======== Stored records

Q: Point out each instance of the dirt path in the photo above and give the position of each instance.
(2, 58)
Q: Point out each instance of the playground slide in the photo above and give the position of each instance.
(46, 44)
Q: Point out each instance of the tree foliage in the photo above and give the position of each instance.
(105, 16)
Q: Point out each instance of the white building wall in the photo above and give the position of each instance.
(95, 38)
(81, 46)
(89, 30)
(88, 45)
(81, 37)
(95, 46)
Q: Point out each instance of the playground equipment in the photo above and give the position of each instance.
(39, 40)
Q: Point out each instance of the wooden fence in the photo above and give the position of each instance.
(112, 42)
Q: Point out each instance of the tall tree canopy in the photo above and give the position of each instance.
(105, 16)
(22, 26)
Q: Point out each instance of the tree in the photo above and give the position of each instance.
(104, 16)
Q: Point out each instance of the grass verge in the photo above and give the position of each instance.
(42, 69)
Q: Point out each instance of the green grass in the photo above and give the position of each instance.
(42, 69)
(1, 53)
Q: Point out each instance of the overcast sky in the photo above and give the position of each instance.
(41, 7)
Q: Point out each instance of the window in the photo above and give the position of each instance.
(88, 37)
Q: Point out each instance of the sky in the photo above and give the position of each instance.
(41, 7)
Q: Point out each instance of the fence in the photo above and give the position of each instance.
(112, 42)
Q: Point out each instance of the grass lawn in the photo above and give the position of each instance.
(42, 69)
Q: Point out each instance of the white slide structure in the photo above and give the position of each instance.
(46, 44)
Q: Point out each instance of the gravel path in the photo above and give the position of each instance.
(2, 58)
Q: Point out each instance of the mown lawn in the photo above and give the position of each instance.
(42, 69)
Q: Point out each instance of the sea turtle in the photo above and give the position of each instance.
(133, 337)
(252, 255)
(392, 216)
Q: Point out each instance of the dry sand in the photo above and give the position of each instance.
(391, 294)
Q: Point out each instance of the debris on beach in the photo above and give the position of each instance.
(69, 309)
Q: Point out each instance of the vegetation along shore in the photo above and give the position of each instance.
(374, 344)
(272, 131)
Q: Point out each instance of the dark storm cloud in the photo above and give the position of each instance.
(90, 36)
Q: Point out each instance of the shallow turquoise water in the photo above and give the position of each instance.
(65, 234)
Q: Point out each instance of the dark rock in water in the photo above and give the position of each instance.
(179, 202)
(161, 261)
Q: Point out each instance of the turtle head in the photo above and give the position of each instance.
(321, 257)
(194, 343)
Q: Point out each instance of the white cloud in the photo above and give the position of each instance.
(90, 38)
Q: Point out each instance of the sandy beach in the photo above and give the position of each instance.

================

Please return every one of the records above word for word, with no changes.

*Response to this exercise:*
Q: Point out each instance of the dirt path in the photo above and give the position of each instance.
(2, 58)
Q: Point out each instance of the playground slide in the photo above and give the position of each instance.
(46, 44)
Q: Point out each instance of the tree foliage in the photo above and give the position of each instance.
(105, 16)
Q: Point out each instance of the white building wall in the photo above and give the position of each instance.
(95, 38)
(81, 46)
(89, 30)
(88, 45)
(81, 37)
(95, 46)
Q: Point out each instance of the playground equipment in the photo above and give the position of each instance.
(39, 40)
Q: Point out each instance of the wooden fence in the photo above and give the position of each instance.
(112, 42)
Q: Point out each instance of the tall tree canopy in the photo above and give the position of each instance.
(105, 16)
(22, 26)
Q: Point out each instance of the tree in the photo above and give the position of each instance.
(104, 16)
Q: Point out each instance of the grass verge in the photo above and give the position of each instance.
(42, 69)
Q: Point out each instance of the green grass in the photo above and give the position of each instance.
(42, 69)
(1, 53)
Q: Point out each instance of the overcast sky in the photo above and give the position of each instance.
(41, 7)
Q: Point out each instance of the window in the photo above and give the position of each instance.
(88, 37)
Q: Point out each instance of the sky in the photo above and give the position of each instance.
(41, 7)
Q: Point out each instance of the fence in the photo above and give the position of each instance.
(112, 42)
Q: Point out each instance of the grass lawn in the photo above and give the position of each instance.
(42, 69)
Q: Point out each instance of the white slide structure in the photo above and give the position of each instance.
(46, 44)
Q: Point out each instance of the gravel path in the photo above and give the position of each instance.
(2, 58)
Q: Point out each instance of the mown lawn in the photo above and give the position of each instance.
(42, 69)
Q: Point out each instance of the sea turtle in the photo above and give the position of each instance.
(133, 337)
(252, 255)
(392, 216)
Q: Point out each instance of the dry sand in the photo above and give the position of each instance.
(391, 294)
Q: Point out each instance of the debris on beach in the photo above and give the position of each instance.
(69, 309)
Q: Point out each instance of the vegetation along shore in the photo above and give the position of each instance.
(374, 344)
(272, 131)
Q: Point out each instance of the dark storm cloud in the photo above and give the position of each instance.
(90, 36)
Q: Point out each instance of the shallow turquoise water in the photo above and give the position of each instance.
(65, 234)
Q: Point out each instance of the dark rock in water in the photo above and give the position of each instance.
(179, 202)
(161, 261)
Q: Point out each instance of the turtle head in the photo above and give the position of each instance.
(321, 257)
(194, 343)
Q: Point out each instance of the white cloud in the photo above and give the position of each instance.
(90, 38)
Q: Point out each instance of the sandy beach in the photo above and give the position of each instance.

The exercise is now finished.